Depois de mais uma hora – e de uma prisão de um motorista bêbado - ele volta.
- Seus exames estão OK. Procure um urologista.
Semanas depois, lá estou eu no urologista. Mais exames. Sangue, urina, raio X, ressonância, ultrassom e afins.
Resultados em mão, ele me mostra as imagens dos meus rins.
- Tá vendo esses pontinhos brancos bem discretos no rim esquerdo?
- Tô.
- Então, são pedrinhas bem pequenas. Agora olha o rim direito.
Uma mancha branca surge na tela.
- Isso é uma pedra de 5 centímetros. Por causa do tamanho, recomendo fazer uma ureteroscopia.
Bacana.
Dias depois, lá estou eu de novo no hospital. Assino mais váááááários documentos, faço os exames pré-operatórios. A enfermeira me dá todos os detalhes da cirurgia.
- Olha, quando você acordar da anestesia, vão te mostrar uma escala de dor. Fale a verdade! Se você estiver com dor, é aí que vão te dar a “coisa boa”, direto na veia. Depois disso, é só comprimido que demora meia hora pra fazer efeito.
- - -
DESCRIÇÃO DA TAREFA >>
Escreva a continuação do relato acima sobre a pedra no rim, a partir da fala da enfermeira que termina em "meia hora pra fazer efeito".

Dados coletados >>
- - -
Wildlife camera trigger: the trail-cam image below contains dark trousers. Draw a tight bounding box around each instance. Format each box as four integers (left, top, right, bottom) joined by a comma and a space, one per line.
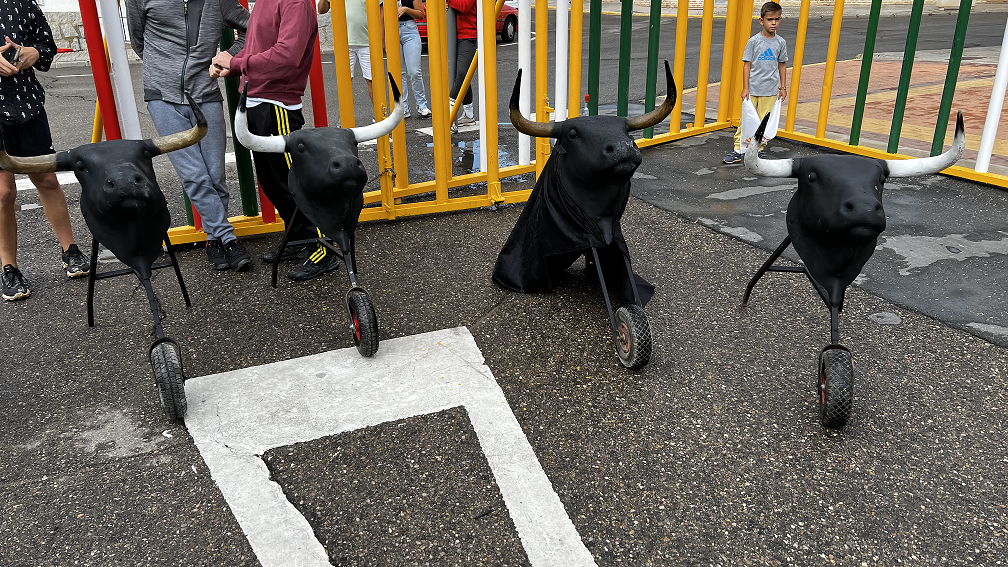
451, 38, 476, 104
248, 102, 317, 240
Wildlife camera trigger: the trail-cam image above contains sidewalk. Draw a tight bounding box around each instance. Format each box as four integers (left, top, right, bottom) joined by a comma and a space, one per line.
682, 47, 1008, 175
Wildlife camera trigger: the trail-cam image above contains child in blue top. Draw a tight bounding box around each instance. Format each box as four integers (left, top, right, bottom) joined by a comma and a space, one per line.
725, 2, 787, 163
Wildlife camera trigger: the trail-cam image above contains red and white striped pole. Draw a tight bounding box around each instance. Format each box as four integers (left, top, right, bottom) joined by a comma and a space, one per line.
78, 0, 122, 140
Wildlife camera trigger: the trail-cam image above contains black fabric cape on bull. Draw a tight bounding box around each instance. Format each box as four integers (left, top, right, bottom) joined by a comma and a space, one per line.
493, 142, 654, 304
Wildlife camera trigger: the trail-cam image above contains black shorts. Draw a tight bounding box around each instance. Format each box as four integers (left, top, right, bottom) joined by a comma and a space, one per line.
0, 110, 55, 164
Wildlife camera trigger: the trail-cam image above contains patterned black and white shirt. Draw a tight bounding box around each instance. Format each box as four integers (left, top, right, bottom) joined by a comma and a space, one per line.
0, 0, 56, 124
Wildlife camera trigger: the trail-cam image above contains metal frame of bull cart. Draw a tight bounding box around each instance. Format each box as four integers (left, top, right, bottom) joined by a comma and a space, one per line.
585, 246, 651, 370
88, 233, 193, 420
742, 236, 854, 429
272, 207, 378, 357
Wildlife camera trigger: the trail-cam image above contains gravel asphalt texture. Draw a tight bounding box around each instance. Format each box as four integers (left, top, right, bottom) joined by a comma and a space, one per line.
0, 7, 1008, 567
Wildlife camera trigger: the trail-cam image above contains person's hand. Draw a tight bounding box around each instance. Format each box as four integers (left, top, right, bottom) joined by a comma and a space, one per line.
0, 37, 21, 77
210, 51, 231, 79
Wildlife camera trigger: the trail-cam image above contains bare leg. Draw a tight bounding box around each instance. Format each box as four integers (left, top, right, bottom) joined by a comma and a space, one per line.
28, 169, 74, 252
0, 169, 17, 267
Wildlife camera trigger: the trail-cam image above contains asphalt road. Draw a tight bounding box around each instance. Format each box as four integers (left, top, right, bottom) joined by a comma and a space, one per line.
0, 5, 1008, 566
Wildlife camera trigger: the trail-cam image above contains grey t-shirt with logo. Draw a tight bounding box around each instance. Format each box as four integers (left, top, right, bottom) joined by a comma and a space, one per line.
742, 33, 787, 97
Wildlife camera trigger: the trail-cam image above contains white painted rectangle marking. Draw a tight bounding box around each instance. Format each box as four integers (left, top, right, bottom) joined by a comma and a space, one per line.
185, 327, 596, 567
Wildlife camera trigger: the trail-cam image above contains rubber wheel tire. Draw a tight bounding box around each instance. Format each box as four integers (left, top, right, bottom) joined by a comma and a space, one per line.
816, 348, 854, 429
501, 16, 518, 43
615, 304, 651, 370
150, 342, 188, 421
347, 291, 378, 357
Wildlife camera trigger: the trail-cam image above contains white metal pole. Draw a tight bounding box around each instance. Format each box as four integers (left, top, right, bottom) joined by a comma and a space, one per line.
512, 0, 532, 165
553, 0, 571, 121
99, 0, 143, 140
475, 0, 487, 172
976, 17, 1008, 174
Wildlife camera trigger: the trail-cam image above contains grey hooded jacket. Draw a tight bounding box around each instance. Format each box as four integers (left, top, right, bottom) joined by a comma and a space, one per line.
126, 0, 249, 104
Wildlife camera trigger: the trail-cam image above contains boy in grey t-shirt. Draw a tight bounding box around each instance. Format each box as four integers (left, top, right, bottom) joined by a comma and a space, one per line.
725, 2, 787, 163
- - -
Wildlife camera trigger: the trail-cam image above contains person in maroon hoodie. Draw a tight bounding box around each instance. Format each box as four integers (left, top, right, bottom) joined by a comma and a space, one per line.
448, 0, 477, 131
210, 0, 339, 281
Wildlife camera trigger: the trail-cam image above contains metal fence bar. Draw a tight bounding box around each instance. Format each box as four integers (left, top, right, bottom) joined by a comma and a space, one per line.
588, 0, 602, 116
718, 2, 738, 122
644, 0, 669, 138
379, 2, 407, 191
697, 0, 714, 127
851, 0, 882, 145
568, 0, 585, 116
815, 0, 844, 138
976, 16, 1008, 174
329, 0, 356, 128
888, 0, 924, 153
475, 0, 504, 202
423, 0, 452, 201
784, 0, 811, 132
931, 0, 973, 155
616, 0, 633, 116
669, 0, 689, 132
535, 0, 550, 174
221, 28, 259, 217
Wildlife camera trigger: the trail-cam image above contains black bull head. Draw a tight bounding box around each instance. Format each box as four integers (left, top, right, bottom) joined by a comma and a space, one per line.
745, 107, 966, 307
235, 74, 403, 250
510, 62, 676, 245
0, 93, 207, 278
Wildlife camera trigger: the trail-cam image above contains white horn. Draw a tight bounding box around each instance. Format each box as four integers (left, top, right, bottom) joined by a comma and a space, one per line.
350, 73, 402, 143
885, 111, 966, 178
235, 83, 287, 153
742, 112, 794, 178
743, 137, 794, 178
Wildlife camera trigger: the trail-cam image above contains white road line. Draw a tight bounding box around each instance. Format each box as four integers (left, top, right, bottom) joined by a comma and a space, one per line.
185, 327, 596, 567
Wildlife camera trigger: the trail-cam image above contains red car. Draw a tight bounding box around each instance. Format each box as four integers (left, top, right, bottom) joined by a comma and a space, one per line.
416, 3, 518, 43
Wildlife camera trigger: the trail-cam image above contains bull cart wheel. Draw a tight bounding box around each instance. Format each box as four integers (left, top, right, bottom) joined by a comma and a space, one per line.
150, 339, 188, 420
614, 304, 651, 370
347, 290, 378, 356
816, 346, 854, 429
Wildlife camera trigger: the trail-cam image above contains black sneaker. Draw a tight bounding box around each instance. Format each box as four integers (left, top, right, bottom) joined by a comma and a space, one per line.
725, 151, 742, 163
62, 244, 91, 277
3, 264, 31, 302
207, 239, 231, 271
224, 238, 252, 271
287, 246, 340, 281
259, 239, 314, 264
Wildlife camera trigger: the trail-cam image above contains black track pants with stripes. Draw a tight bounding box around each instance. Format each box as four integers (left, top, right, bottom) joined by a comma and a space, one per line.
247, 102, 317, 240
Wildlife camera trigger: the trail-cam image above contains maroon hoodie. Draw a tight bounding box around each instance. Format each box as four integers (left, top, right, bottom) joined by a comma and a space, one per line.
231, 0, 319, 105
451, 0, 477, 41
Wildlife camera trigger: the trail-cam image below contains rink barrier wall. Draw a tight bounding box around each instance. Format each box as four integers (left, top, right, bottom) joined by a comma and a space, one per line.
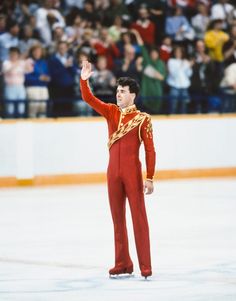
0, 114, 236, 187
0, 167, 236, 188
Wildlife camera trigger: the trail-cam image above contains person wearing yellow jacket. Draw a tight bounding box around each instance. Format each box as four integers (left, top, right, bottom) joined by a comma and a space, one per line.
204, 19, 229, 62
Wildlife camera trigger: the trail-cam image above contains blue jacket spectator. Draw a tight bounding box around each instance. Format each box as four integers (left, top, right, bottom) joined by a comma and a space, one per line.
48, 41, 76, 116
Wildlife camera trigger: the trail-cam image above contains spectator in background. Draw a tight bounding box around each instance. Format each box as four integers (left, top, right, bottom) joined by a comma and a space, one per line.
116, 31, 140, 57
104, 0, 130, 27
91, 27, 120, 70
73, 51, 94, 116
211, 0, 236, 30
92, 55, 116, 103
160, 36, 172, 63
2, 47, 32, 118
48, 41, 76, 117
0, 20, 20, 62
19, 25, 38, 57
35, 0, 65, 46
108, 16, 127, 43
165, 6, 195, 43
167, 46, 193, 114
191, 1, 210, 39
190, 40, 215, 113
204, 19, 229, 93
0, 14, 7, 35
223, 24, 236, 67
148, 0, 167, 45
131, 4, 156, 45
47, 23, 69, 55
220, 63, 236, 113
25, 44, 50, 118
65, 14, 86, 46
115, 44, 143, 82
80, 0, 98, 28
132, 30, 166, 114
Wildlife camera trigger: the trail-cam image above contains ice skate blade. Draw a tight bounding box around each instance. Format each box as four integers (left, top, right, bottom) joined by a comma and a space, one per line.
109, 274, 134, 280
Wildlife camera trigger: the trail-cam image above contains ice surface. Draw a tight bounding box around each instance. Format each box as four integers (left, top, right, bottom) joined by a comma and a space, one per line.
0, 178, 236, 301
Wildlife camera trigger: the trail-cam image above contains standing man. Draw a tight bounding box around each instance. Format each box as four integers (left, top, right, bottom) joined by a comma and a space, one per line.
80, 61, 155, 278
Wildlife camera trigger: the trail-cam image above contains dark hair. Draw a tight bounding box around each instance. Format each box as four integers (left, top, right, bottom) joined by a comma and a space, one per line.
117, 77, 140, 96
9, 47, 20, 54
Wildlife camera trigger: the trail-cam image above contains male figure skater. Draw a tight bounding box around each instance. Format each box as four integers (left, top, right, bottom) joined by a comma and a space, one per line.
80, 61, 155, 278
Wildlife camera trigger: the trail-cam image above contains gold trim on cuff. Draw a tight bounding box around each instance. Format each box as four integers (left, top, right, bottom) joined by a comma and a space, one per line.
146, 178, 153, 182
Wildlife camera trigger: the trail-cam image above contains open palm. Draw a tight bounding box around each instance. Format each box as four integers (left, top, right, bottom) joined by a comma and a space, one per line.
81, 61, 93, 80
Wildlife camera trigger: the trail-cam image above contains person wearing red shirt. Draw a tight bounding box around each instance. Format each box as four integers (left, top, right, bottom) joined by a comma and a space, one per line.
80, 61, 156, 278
- - -
RESPOSTA >>
Mais alguns dias depois, lá vou eu pra cirurgia naquela mesma camisolinha ridícula – dessa vez com a bunda de fora.
A anestesia geral é sensacional! Quando começo a perceber “nossa, acho que já estão me dando a an—“, já estou dormindo.
Acordo em outra sala, completamente grogue. O médico se aproxima, sorrindo.
- Não pude tirar a pedra porque havia uma infecção, mas já coloquei o catéter. Vamos remarcar a cirurgia.
- Hein?
Sou transportado para outra sala. Começo a acordar de verdade. Uma vontade ABSURDA de ir ao banheiro. A enfermeira, uma senhora filipina com um sotaque irritantemente incompreensível, explica que a dor é por causa do catéter – não há nada de urina na minha bexiga. Ela me mostra a escala de dor, minha velha conhecida
- Numa escala de 1 a 10, qual a sua dor?
- Nove.
A dor continua. A enfermeira volta meia hora depois, faz a mesma pergunta. Obtém a mesma resposta.
- Mas se eu tô com essa parafernália plugada em mim, você não pode me dar um remédio na veia?
- Não, só posso dar outro Vicodin depois de 4 horas.
- E eu vou ficar com dor enquanto isso!? Eu preciso mijar!
- É, chama “urgency”. É por causa do catéter.
Não quero saber a p&%a do NOME da dor! Eu quero que ela pare!
Mas não há nada a fazer senão esperar. O remédio começa a fazer efeito, a dor melhora. Sou liberado.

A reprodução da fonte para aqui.